§ **AIM**
Please render the rows below, from the line with "Pin each instance of the tree shadow" up to and including the line with "column 430, row 235", as a two-column CSV headed text and answer. Give each row one CSV line, with its text and its answer each in a single quoted field and line breaks replaced by spaces.
START
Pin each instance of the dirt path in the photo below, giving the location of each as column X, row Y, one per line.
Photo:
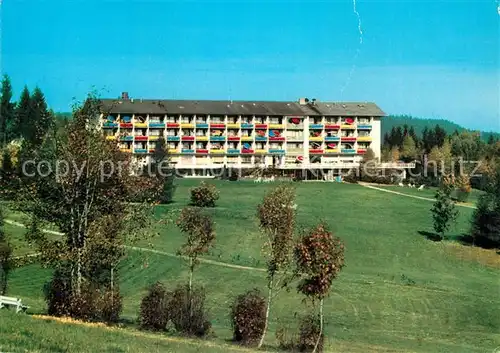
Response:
column 412, row 196
column 135, row 248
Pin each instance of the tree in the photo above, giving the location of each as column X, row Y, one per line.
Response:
column 409, row 149
column 84, row 191
column 443, row 210
column 5, row 257
column 200, row 236
column 41, row 120
column 486, row 218
column 319, row 257
column 160, row 167
column 22, row 125
column 6, row 111
column 276, row 216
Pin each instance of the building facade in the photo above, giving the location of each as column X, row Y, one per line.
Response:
column 245, row 134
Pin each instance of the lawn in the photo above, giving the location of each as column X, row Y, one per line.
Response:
column 399, row 291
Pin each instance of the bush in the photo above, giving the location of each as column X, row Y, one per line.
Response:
column 205, row 195
column 153, row 313
column 248, row 317
column 187, row 312
column 308, row 334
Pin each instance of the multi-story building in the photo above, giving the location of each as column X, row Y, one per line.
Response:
column 242, row 134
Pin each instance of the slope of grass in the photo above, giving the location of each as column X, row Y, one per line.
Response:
column 398, row 292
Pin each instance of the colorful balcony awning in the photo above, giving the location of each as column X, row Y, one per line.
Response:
column 156, row 125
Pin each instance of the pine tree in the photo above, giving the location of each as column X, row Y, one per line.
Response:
column 6, row 110
column 21, row 126
column 41, row 119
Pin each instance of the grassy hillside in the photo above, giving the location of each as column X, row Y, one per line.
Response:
column 399, row 292
column 419, row 124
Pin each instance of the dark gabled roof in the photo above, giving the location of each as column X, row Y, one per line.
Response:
column 150, row 106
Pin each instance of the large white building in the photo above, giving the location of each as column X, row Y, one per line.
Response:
column 242, row 134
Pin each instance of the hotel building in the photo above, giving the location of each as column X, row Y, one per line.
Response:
column 203, row 134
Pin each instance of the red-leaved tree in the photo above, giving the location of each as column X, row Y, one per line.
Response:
column 319, row 256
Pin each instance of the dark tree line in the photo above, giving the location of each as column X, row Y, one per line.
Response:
column 29, row 118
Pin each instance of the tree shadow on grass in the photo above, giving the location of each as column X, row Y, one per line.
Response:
column 430, row 235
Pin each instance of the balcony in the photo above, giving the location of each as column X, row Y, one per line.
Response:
column 156, row 125
column 332, row 138
column 276, row 151
column 316, row 138
column 217, row 138
column 348, row 139
column 277, row 138
column 365, row 138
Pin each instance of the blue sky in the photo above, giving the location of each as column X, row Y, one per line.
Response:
column 425, row 58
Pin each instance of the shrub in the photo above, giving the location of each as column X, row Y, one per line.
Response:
column 153, row 313
column 308, row 334
column 248, row 317
column 187, row 312
column 205, row 195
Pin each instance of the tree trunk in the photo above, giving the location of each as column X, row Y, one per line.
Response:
column 269, row 298
column 320, row 326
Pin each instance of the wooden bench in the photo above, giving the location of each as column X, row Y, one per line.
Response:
column 6, row 302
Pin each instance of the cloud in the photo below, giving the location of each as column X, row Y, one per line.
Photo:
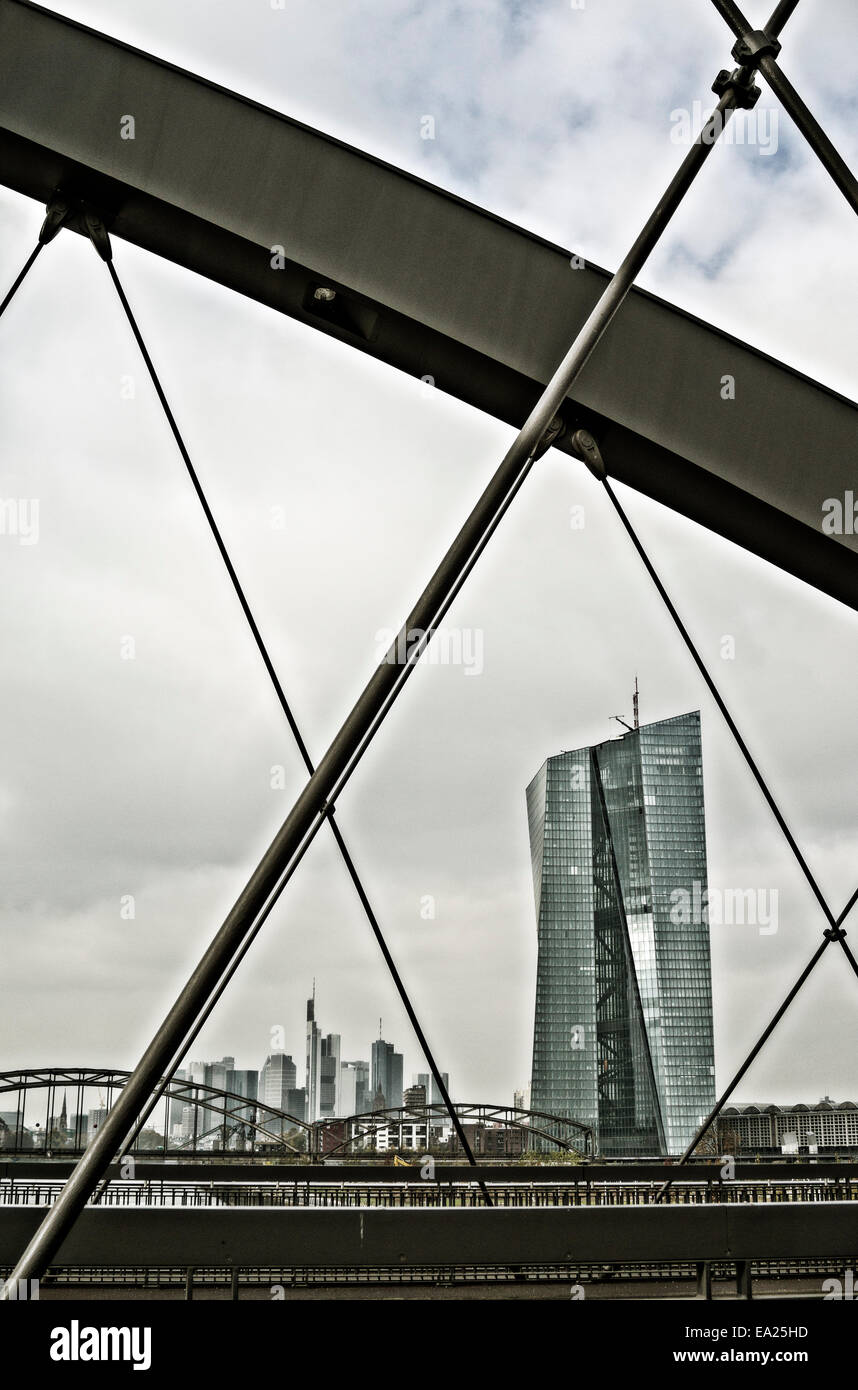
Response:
column 152, row 776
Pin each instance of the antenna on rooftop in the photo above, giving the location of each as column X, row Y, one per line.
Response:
column 636, row 709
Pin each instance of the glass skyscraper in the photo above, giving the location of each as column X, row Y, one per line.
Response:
column 623, row 1016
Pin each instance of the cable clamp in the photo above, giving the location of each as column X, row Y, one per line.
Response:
column 754, row 46
column 588, row 451
column 555, row 430
column 741, row 81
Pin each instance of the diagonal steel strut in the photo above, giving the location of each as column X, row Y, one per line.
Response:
column 299, row 741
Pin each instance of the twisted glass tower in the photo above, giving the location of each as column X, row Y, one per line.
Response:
column 623, row 1016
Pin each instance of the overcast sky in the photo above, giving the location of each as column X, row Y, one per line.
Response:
column 150, row 777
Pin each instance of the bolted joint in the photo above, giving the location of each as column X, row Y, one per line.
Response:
column 588, row 451
column 746, row 92
column 754, row 46
column 57, row 213
column 554, row 431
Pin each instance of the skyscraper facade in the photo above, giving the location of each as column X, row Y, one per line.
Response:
column 276, row 1080
column 387, row 1073
column 328, row 1077
column 623, row 1014
column 313, row 1062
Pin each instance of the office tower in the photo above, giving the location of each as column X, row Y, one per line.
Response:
column 242, row 1082
column 296, row 1102
column 353, row 1089
column 623, row 1014
column 313, row 1061
column 429, row 1083
column 277, row 1079
column 177, row 1108
column 328, row 1076
column 387, row 1073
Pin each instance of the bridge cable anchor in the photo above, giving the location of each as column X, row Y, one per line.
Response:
column 590, row 453
column 57, row 213
column 555, row 430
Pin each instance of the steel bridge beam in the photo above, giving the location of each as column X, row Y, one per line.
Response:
column 426, row 282
column 363, row 1237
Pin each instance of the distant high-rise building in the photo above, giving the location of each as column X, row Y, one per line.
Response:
column 296, row 1102
column 623, row 1015
column 430, row 1086
column 328, row 1076
column 387, row 1073
column 242, row 1083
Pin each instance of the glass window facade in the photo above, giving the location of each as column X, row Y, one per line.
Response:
column 623, row 1015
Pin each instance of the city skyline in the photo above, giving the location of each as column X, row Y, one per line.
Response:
column 434, row 812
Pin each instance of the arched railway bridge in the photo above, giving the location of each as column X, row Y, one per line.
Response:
column 56, row 1111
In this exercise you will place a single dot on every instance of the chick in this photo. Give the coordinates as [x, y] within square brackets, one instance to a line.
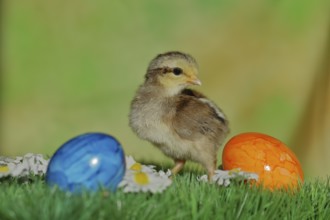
[183, 123]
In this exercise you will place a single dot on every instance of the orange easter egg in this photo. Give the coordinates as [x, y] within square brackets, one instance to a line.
[276, 165]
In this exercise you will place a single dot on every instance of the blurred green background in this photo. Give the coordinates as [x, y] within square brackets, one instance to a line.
[71, 67]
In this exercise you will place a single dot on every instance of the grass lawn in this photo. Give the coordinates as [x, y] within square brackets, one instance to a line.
[186, 198]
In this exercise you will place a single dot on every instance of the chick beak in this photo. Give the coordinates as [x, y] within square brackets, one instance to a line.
[194, 81]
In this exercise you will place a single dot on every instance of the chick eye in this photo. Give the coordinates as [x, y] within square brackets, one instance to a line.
[177, 71]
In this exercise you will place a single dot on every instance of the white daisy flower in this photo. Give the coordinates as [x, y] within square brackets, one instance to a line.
[23, 166]
[223, 177]
[131, 164]
[138, 181]
[143, 178]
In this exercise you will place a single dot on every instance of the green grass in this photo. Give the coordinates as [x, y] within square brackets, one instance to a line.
[185, 199]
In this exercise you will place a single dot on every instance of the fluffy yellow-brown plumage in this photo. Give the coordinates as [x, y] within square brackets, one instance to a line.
[182, 123]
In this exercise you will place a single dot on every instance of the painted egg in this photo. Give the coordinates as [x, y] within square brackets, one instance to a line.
[276, 165]
[87, 162]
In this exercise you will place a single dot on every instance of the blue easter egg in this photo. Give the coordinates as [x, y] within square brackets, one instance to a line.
[87, 162]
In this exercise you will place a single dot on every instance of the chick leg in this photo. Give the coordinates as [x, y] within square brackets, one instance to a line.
[178, 166]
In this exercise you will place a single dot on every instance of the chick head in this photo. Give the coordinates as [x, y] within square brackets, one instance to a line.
[174, 71]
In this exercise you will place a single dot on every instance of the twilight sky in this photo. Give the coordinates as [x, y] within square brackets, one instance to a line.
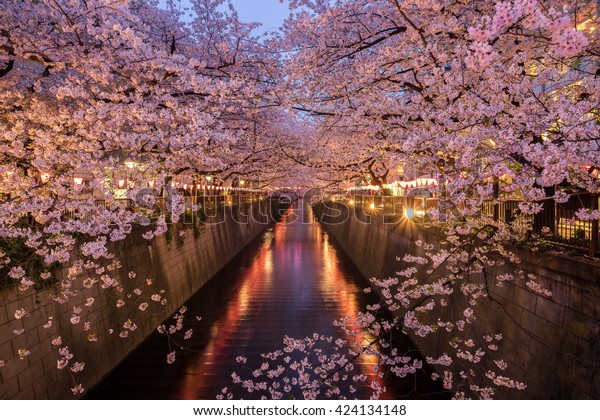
[271, 13]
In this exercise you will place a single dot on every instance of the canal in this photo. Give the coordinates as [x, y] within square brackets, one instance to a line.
[291, 280]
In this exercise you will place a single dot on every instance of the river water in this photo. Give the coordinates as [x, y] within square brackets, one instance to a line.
[291, 280]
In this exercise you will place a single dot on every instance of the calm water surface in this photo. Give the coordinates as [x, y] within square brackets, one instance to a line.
[290, 281]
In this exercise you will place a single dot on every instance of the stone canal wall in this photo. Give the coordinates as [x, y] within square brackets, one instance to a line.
[551, 344]
[177, 265]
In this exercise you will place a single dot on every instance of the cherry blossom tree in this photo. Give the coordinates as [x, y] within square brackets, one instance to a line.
[498, 98]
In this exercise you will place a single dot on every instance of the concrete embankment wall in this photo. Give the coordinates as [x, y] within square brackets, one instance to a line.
[552, 344]
[179, 265]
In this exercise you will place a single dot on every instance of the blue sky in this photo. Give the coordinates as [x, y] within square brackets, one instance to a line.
[271, 13]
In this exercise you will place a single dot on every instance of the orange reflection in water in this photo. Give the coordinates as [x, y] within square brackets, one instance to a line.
[295, 285]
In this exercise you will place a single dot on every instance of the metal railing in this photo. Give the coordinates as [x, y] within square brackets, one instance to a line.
[557, 222]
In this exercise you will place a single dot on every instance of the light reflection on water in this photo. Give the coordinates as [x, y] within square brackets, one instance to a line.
[291, 282]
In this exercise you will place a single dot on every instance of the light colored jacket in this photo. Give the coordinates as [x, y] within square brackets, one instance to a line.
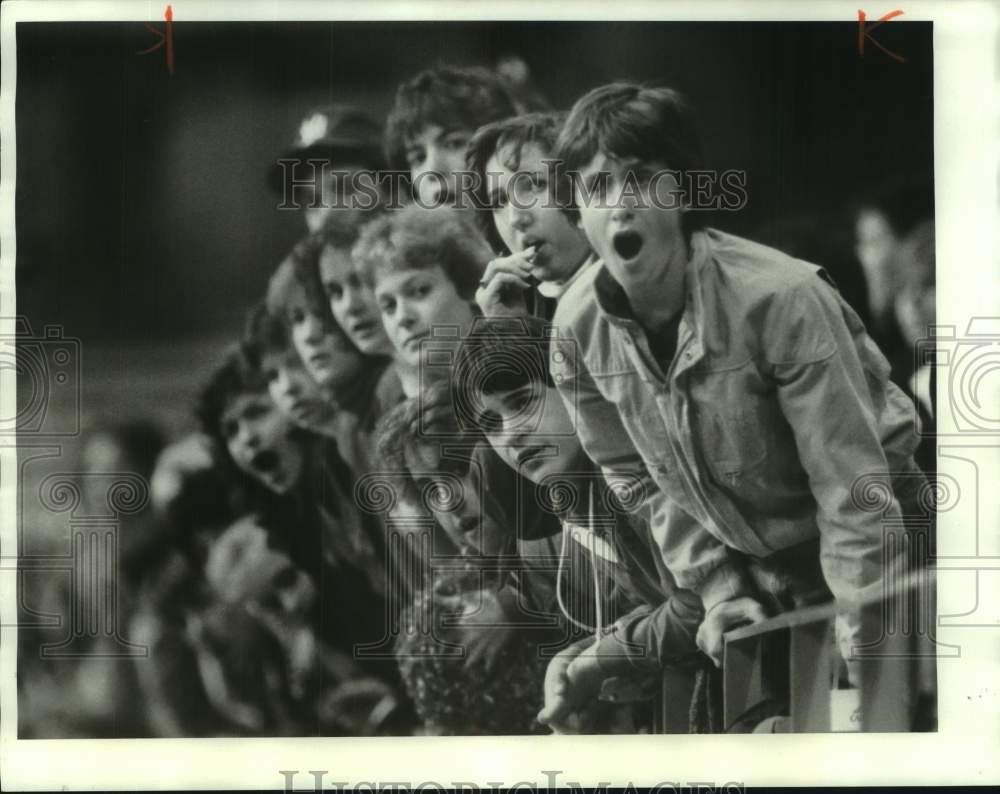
[774, 405]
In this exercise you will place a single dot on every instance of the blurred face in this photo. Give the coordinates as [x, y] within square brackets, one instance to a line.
[526, 215]
[326, 353]
[352, 303]
[632, 219]
[290, 592]
[413, 303]
[875, 242]
[434, 156]
[335, 191]
[530, 429]
[257, 436]
[294, 392]
[455, 500]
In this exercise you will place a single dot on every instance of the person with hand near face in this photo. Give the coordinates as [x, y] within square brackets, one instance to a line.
[538, 246]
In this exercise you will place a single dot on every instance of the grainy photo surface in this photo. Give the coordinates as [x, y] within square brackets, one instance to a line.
[415, 378]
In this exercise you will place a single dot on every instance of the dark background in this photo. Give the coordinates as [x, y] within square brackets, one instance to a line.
[145, 226]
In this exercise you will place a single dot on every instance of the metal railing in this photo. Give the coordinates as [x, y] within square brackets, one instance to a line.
[786, 665]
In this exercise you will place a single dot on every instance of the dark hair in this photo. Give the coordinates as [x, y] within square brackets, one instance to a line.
[416, 238]
[904, 202]
[300, 269]
[429, 418]
[235, 376]
[628, 120]
[515, 133]
[449, 96]
[299, 273]
[263, 334]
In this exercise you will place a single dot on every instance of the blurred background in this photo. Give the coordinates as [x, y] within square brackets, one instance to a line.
[146, 226]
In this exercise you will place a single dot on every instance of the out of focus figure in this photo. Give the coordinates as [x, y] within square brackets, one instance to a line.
[329, 162]
[883, 220]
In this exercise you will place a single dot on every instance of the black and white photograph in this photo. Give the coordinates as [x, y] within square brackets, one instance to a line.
[434, 373]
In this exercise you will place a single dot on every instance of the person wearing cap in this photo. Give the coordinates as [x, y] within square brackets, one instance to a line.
[331, 164]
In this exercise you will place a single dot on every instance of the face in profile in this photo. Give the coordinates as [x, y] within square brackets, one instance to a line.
[531, 430]
[526, 215]
[435, 156]
[294, 391]
[258, 438]
[413, 304]
[456, 499]
[327, 354]
[352, 302]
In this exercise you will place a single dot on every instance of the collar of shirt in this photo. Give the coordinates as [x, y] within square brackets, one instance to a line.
[614, 305]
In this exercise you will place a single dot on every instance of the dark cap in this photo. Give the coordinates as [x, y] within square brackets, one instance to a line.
[338, 133]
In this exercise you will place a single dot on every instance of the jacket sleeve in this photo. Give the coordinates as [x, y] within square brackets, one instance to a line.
[693, 556]
[834, 398]
[651, 637]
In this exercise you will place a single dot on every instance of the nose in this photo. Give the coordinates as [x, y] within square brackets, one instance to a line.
[247, 437]
[313, 328]
[512, 431]
[287, 384]
[621, 210]
[406, 314]
[353, 306]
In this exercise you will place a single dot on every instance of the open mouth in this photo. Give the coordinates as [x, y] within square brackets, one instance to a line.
[265, 461]
[363, 328]
[627, 244]
[415, 340]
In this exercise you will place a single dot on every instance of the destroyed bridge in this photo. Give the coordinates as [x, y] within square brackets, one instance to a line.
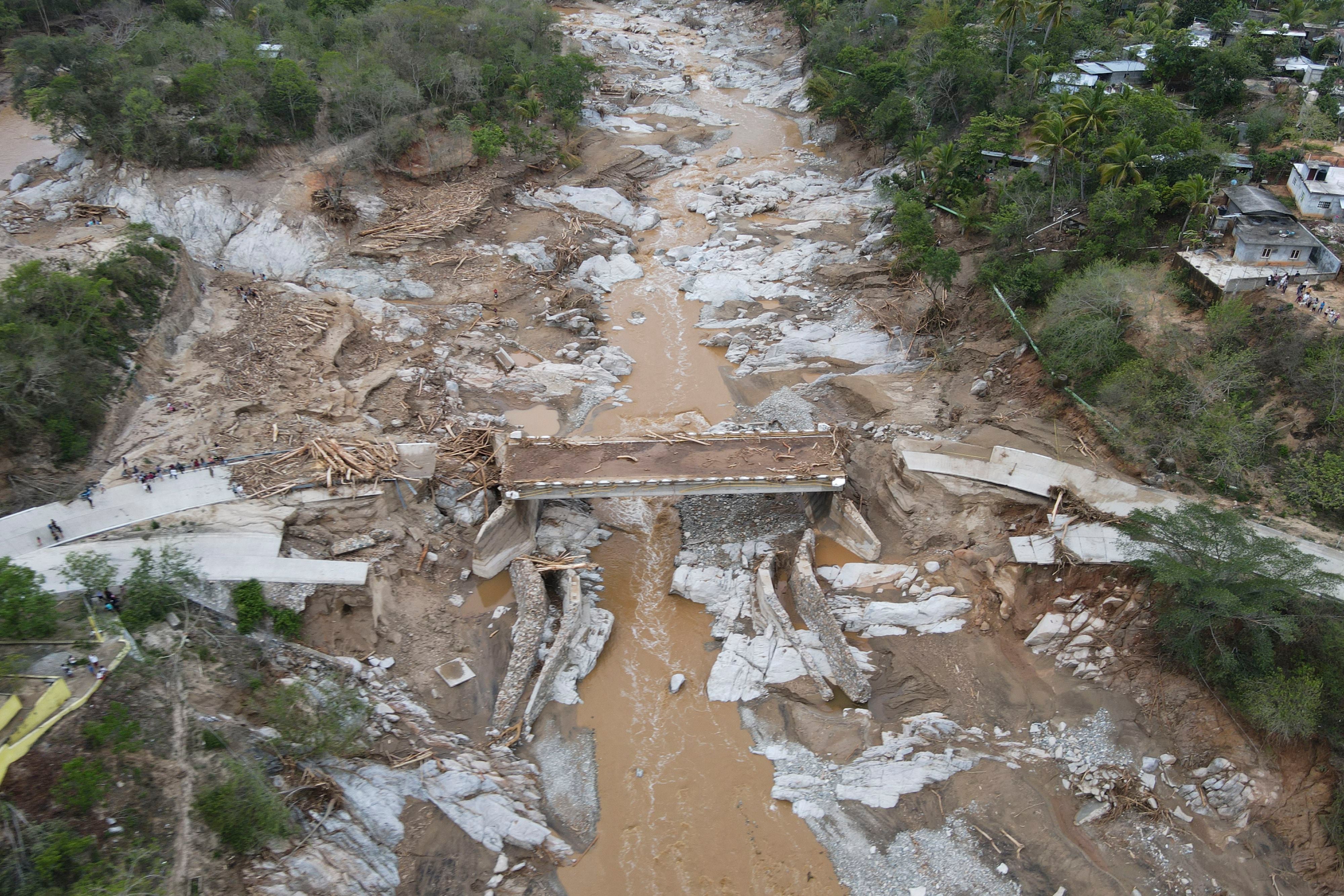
END
§ **OUTPUT OF THE TASK**
text,answer
"Pin each instance of the tree shadow on grass in the photo above, giving the location of each as column X, row Y, one per line. Response:","column 430, row 235"